▶ [Items from a data source]
····················

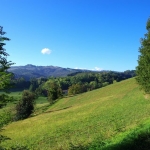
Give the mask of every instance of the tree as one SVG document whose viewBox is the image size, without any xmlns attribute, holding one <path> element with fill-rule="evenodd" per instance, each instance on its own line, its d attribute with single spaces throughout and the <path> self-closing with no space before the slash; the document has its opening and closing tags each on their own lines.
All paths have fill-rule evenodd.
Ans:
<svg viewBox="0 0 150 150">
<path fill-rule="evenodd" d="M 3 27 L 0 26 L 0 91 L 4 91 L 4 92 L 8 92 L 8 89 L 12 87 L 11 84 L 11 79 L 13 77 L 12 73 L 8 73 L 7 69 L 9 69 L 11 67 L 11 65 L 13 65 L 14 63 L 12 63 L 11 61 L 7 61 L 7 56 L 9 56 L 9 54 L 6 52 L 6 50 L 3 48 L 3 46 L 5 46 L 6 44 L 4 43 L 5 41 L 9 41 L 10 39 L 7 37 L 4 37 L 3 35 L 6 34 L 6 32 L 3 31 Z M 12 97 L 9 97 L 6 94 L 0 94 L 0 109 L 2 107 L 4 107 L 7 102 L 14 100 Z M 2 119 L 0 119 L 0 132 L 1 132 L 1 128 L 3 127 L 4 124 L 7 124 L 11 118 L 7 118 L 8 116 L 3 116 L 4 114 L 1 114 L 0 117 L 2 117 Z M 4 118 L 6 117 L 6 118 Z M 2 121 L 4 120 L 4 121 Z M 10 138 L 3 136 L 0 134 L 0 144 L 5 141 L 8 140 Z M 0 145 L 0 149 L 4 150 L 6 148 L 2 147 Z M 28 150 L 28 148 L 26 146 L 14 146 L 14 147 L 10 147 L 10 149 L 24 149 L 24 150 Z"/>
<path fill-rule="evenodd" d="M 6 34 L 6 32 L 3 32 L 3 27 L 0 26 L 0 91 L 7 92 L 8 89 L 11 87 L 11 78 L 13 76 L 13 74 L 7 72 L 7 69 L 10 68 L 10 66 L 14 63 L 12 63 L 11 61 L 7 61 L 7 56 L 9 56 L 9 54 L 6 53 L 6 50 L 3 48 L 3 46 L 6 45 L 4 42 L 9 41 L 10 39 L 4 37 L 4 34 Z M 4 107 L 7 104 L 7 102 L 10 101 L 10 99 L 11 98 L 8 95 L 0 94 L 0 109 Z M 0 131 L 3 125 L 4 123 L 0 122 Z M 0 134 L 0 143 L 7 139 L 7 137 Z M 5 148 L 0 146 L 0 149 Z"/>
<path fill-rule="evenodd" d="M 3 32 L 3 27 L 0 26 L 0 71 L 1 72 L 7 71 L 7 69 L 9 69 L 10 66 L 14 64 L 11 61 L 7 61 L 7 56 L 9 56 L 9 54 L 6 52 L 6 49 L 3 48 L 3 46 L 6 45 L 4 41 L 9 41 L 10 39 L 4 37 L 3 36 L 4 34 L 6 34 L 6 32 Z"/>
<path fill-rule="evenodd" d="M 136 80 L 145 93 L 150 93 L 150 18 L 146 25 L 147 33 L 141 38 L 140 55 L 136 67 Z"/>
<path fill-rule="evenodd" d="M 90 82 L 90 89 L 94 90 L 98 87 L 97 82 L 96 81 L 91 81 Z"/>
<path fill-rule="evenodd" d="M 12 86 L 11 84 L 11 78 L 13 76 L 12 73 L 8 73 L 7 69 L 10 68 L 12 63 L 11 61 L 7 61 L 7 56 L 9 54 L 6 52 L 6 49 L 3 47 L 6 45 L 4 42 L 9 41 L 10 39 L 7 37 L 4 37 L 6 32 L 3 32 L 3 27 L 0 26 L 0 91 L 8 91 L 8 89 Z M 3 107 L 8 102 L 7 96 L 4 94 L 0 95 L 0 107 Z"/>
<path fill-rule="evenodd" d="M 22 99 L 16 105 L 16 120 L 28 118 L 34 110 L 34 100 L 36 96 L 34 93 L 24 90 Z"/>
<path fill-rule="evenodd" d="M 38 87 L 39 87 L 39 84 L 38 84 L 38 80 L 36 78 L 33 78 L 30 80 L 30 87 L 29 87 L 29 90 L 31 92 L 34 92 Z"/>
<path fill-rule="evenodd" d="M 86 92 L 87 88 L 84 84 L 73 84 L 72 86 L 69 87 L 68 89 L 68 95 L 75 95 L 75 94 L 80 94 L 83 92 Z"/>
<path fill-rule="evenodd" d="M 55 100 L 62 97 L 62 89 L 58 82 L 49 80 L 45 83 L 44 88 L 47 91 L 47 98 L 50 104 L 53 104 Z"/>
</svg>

····················

▶ [Your instructions]
Set down every record once more, word for word, without pictures.

▶ [Reply to the task]
Give the mask of every instance of the tree as one SVG document whose viewBox is the image size, without any xmlns attribute, holding one <path> element with fill-rule="evenodd" per instance, each instance on its own line, its d attribute with single spaces throughout and the <path> self-closing with no space before the slash; the document has its opening and closing tags each on their own lines.
All paths have fill-rule evenodd.
Ans:
<svg viewBox="0 0 150 150">
<path fill-rule="evenodd" d="M 3 27 L 0 26 L 0 91 L 4 91 L 4 92 L 8 92 L 8 89 L 12 87 L 11 84 L 11 79 L 13 77 L 12 73 L 8 73 L 7 69 L 9 69 L 11 67 L 11 65 L 13 65 L 14 63 L 12 63 L 11 61 L 7 61 L 7 56 L 9 56 L 9 54 L 6 52 L 6 50 L 3 48 L 3 46 L 5 46 L 6 44 L 4 43 L 5 41 L 9 41 L 10 39 L 7 37 L 4 37 L 3 35 L 6 34 L 6 32 L 3 31 Z M 12 97 L 9 97 L 6 94 L 0 94 L 0 109 L 2 107 L 4 107 L 7 102 L 14 100 Z M 2 119 L 0 119 L 0 132 L 1 132 L 1 128 L 3 127 L 4 124 L 7 124 L 11 118 L 7 118 L 8 116 L 3 116 L 4 114 L 1 114 L 0 117 L 2 117 Z M 4 118 L 6 117 L 6 118 Z M 2 121 L 4 120 L 4 121 Z M 10 138 L 3 136 L 0 134 L 0 144 L 5 141 L 8 140 Z M 0 145 L 0 149 L 4 150 L 6 148 L 2 147 Z M 28 150 L 28 148 L 26 146 L 14 146 L 14 147 L 10 147 L 10 149 L 24 149 L 24 150 Z"/>
<path fill-rule="evenodd" d="M 6 34 L 6 32 L 3 32 L 3 27 L 0 26 L 0 91 L 7 92 L 8 89 L 11 87 L 11 78 L 13 76 L 13 74 L 7 72 L 7 69 L 10 68 L 10 66 L 14 63 L 12 63 L 11 61 L 7 61 L 7 56 L 9 56 L 9 54 L 6 53 L 6 50 L 3 48 L 3 46 L 6 45 L 4 42 L 9 41 L 10 39 L 4 37 L 4 34 Z M 4 107 L 7 104 L 7 102 L 10 101 L 10 99 L 11 98 L 8 95 L 0 94 L 0 109 Z M 0 131 L 3 125 L 4 123 L 0 122 Z M 0 134 L 0 143 L 7 139 L 7 137 Z M 5 148 L 0 146 L 0 149 Z"/>
<path fill-rule="evenodd" d="M 3 32 L 3 27 L 0 26 L 0 71 L 1 72 L 7 71 L 7 69 L 9 69 L 10 66 L 14 64 L 11 61 L 7 61 L 7 56 L 9 56 L 9 54 L 6 52 L 6 49 L 3 48 L 3 46 L 6 45 L 4 41 L 9 41 L 10 39 L 4 37 L 3 36 L 4 34 L 6 34 L 6 32 Z"/>
<path fill-rule="evenodd" d="M 136 80 L 145 93 L 150 93 L 150 18 L 146 25 L 147 33 L 141 38 L 140 55 L 136 67 Z"/>
<path fill-rule="evenodd" d="M 90 82 L 90 89 L 94 90 L 98 87 L 97 82 L 96 81 L 91 81 Z"/>
<path fill-rule="evenodd" d="M 12 86 L 11 84 L 11 78 L 13 76 L 12 73 L 8 73 L 7 69 L 10 68 L 12 63 L 11 61 L 7 61 L 7 56 L 9 54 L 6 52 L 6 49 L 3 47 L 6 45 L 4 42 L 9 41 L 10 39 L 7 37 L 4 37 L 6 32 L 3 32 L 3 27 L 0 26 L 0 91 L 8 91 L 8 89 Z M 3 107 L 8 102 L 7 96 L 4 94 L 0 95 L 0 107 Z"/>
<path fill-rule="evenodd" d="M 22 99 L 16 105 L 16 120 L 28 118 L 34 110 L 34 100 L 36 96 L 34 93 L 24 90 Z"/>
<path fill-rule="evenodd" d="M 38 87 L 39 87 L 39 84 L 38 84 L 38 80 L 36 78 L 33 78 L 30 80 L 30 87 L 29 87 L 29 90 L 31 92 L 34 92 Z"/>
<path fill-rule="evenodd" d="M 86 92 L 87 88 L 84 84 L 73 84 L 72 86 L 69 87 L 68 89 L 68 95 L 75 95 L 75 94 L 80 94 L 83 92 Z"/>
<path fill-rule="evenodd" d="M 55 100 L 62 97 L 62 89 L 58 82 L 49 80 L 45 83 L 44 88 L 47 91 L 47 98 L 50 104 L 53 104 Z"/>
</svg>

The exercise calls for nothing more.